--- BEGIN ---
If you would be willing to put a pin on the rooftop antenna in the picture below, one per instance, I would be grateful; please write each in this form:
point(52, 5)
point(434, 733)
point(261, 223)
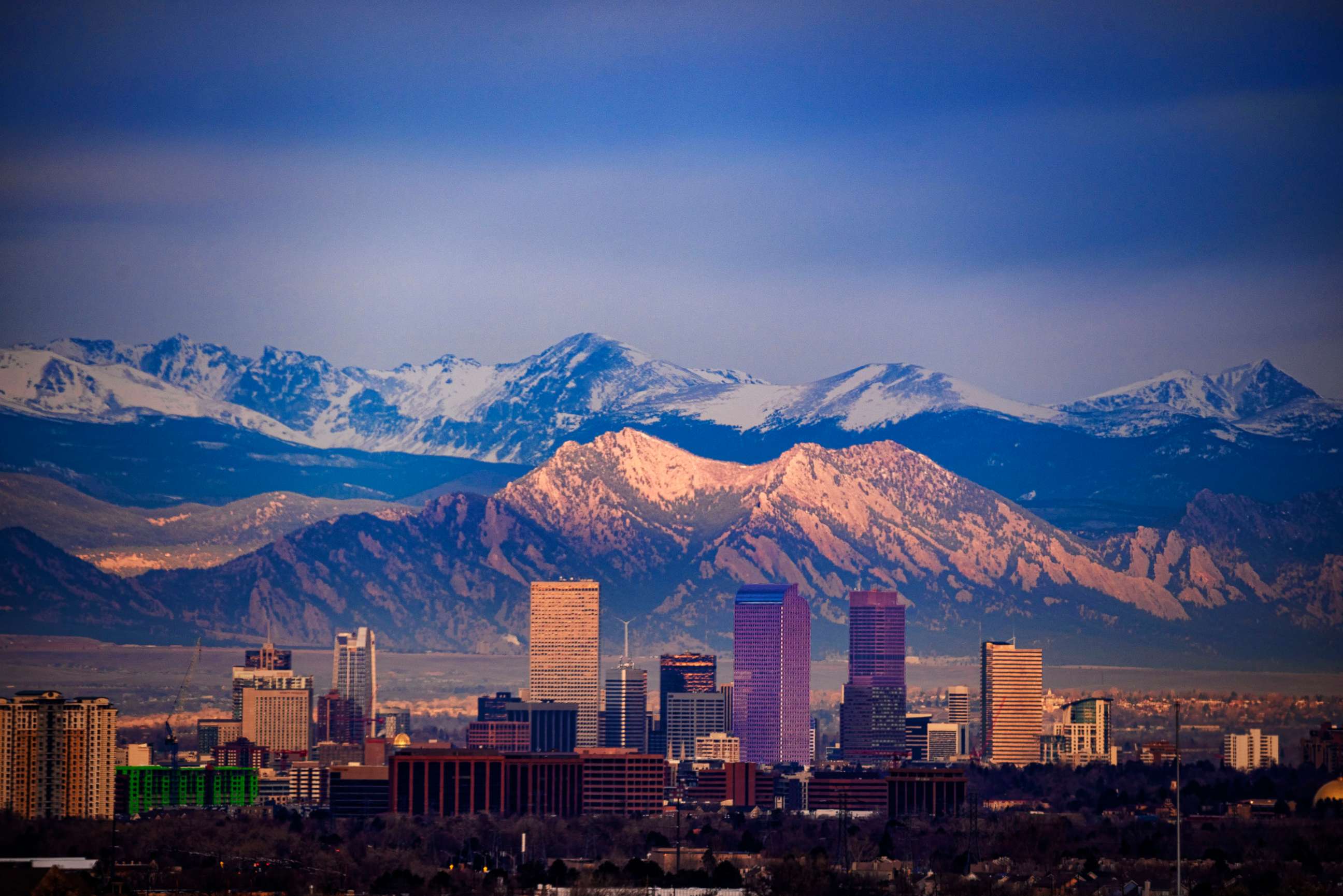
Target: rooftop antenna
point(625, 660)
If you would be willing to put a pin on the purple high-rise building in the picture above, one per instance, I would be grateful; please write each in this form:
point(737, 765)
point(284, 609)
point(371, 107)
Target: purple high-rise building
point(872, 719)
point(771, 673)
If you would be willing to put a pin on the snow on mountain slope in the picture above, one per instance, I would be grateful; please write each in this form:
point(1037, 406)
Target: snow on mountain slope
point(1256, 397)
point(39, 382)
point(524, 410)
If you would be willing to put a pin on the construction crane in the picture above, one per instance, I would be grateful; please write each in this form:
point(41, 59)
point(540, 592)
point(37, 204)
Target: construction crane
point(171, 739)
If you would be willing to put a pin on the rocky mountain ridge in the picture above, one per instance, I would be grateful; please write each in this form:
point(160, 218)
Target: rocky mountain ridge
point(670, 537)
point(523, 410)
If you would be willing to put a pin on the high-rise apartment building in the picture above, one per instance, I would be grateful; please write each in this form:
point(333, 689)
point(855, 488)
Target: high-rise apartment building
point(57, 755)
point(355, 669)
point(566, 651)
point(958, 704)
point(626, 709)
point(340, 719)
point(689, 718)
point(773, 673)
point(685, 673)
point(1249, 752)
point(1012, 691)
point(278, 718)
point(872, 719)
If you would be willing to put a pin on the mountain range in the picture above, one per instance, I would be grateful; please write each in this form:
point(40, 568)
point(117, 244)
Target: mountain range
point(131, 540)
point(670, 535)
point(1134, 456)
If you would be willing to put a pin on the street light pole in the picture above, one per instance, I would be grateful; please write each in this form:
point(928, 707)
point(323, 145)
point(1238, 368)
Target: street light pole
point(1180, 890)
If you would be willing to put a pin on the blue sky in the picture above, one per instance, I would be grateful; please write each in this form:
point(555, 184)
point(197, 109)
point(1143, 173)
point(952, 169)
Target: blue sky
point(1042, 199)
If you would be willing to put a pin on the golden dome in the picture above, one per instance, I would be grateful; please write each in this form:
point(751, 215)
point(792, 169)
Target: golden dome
point(1331, 790)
--- END ---
AIM OF THE TASK:
Rewrite all of the material above as a numbered list with one line per item. Leave out the picture and any blank lines.

OUTPUT FOR THIS EXERCISE:
1. If you would be willing to put a pin on the rooftop antenna in the picture below, one per instance, I would be grateful; please write each in this form:
2. point(52, 5)
3. point(434, 733)
4. point(261, 223)
5. Target: rooftop antenna
6. point(625, 660)
7. If you would be willing to put a pin on the purple high-rise building in the picture above, one per instance, I would be grateful; please write each in this form:
8. point(737, 765)
9. point(284, 609)
10. point(371, 107)
11. Target: purple high-rise building
12. point(872, 719)
13. point(771, 673)
14. If you would be willing to put a pin on the snow on mountain slope in the picture above, one per instance, I would be grateful; please write each in this form:
15. point(1037, 406)
16. Target: snow on mountain slope
17. point(1256, 397)
18. point(39, 382)
19. point(524, 410)
20. If you would be willing to put a pin on the construction crane in the picture above, one per instance, I would be grateful; please write each in this form:
21. point(41, 59)
22. point(540, 592)
23. point(37, 204)
24. Target: construction crane
25. point(171, 739)
26. If you would be willing to put a pin on the rocky mountain ridge in the picture above, one per instance, I would be grateful; please write each in this form:
27. point(160, 218)
28. Target: rocky mountain ridge
29. point(670, 537)
30. point(523, 410)
31. If you would be willing to put a pin on the high-rise apartment building in the picture above, one per instance, I would be grateful; please write each in this form:
32. point(333, 689)
33. point(855, 488)
34. Target: high-rise apartment building
35. point(57, 755)
36. point(355, 669)
37. point(566, 651)
38. point(958, 704)
39. point(626, 709)
40. point(340, 719)
41. point(689, 718)
42. point(773, 673)
43. point(685, 673)
44. point(1249, 752)
45. point(1012, 691)
46. point(278, 718)
47. point(872, 719)
48. If you would be willing to put a pin on the mountain range in the picture above, one per instance, I would be grateful; please write each in this form:
49. point(40, 568)
50. point(117, 244)
51. Target: mountain range
52. point(131, 540)
53. point(670, 535)
54. point(1134, 456)
55. If you would be willing to put a pin on the street light pole in the picture above, one per instance, I would be grateful; please write each in this form:
56. point(928, 707)
57. point(323, 145)
58. point(1238, 368)
59. Target: street light pole
60. point(1180, 890)
61. If you would be willing to put a pin on the blue sky in the picture above, one per instance, I would be grateful; please write each in this form:
62. point(555, 184)
63. point(197, 109)
64. point(1143, 173)
65. point(952, 169)
66. Target: blue sky
67. point(1042, 199)
68. If you would be willing to put a pin on the golden dome in the picture above, one per instance, I would be grateful; please write each in this form:
69. point(751, 215)
70. point(792, 169)
71. Target: golden dome
72. point(1331, 790)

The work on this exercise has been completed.